REQUIREMENTS
Please gather every line below that contains the word "water" and copy each one out in full.

[Begin]

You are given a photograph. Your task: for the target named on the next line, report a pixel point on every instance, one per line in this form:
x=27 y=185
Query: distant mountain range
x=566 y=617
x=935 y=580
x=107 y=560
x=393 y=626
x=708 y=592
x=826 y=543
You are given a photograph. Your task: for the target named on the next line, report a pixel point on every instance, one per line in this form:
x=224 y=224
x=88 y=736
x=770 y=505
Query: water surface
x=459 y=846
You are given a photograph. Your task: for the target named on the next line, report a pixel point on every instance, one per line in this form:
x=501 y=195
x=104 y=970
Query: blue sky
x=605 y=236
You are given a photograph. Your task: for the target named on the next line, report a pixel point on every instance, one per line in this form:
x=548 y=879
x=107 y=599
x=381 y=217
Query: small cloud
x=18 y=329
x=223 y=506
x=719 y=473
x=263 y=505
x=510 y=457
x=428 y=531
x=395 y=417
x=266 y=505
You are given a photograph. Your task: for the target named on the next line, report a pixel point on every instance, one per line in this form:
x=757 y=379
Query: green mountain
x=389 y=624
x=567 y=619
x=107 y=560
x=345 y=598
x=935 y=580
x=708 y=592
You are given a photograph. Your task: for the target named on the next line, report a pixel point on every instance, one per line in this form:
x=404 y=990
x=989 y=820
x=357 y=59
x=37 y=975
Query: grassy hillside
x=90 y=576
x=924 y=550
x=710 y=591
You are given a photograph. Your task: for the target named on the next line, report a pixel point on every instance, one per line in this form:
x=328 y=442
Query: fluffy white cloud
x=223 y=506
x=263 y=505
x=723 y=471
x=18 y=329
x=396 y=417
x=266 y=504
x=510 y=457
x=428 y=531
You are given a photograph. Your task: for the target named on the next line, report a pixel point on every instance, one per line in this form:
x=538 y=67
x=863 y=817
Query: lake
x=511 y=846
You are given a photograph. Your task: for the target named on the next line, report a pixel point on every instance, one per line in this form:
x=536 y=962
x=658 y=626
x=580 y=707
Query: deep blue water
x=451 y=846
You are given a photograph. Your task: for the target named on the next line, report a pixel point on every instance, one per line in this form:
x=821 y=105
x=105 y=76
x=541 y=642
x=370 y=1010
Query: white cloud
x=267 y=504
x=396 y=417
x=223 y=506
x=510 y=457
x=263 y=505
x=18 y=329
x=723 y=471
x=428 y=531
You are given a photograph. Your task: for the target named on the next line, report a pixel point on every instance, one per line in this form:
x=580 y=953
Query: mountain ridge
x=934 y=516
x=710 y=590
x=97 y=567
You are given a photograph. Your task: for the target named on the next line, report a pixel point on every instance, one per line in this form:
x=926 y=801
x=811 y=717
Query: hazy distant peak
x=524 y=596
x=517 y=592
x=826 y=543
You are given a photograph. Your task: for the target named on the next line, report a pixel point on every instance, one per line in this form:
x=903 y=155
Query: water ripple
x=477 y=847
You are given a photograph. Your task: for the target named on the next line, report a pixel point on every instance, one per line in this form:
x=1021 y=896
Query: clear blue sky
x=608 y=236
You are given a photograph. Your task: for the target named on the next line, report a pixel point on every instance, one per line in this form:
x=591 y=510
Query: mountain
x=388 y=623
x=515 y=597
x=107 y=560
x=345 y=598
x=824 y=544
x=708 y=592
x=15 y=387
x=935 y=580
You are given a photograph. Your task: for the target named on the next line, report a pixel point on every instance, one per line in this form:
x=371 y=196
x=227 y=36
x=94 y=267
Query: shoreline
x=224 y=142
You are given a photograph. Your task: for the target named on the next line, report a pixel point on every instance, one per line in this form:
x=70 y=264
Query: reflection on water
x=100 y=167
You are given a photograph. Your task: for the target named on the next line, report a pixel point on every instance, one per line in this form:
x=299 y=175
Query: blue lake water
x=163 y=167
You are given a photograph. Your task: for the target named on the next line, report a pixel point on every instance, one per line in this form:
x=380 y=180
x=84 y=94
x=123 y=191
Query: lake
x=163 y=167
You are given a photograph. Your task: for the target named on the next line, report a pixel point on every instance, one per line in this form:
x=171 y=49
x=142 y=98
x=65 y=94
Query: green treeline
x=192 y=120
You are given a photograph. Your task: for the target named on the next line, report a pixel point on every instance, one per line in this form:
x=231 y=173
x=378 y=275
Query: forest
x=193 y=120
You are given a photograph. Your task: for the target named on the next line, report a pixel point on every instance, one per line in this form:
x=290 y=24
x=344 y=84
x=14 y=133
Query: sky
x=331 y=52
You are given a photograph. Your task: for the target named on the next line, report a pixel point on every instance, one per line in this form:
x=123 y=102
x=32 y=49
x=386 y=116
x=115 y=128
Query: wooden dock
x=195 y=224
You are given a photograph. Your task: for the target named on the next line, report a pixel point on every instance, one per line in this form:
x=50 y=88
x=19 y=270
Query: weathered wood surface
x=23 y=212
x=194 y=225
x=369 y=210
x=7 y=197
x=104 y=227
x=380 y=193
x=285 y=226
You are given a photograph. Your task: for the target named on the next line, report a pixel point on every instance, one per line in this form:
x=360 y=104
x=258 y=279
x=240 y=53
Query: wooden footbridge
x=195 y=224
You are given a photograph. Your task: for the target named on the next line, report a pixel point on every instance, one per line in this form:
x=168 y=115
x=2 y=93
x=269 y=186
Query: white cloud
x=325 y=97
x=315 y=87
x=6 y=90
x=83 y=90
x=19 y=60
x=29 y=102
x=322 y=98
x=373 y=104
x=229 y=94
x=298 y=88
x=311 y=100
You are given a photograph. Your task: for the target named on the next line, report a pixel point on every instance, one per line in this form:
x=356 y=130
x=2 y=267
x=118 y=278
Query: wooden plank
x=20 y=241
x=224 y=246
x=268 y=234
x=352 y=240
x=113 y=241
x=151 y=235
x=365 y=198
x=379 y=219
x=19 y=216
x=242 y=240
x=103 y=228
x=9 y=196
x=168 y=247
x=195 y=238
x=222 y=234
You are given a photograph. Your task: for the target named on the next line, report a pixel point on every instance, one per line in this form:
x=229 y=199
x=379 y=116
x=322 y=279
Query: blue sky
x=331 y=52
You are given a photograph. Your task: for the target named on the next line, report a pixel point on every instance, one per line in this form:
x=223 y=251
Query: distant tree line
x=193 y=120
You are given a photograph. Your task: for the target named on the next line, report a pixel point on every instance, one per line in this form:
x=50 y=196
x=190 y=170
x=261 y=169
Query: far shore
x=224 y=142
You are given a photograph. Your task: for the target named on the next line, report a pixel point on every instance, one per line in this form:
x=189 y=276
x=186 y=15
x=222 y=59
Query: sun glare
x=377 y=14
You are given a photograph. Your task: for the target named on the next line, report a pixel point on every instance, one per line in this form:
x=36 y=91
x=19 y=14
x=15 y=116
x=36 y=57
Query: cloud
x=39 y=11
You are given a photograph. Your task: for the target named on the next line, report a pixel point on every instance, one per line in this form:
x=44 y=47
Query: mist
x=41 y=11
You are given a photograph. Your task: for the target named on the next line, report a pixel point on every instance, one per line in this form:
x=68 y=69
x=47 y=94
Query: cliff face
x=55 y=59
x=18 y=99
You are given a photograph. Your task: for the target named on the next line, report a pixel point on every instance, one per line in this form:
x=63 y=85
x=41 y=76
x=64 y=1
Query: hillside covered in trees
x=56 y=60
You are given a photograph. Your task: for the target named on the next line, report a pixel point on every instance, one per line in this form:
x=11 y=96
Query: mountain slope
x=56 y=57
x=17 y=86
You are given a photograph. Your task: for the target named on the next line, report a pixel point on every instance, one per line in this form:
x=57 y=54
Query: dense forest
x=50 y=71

[End]

WRITTEN SOLUTION
Query: water surface
Query: deep blue water
Query: water ripple
Query: reflection on water
Query: blue lake water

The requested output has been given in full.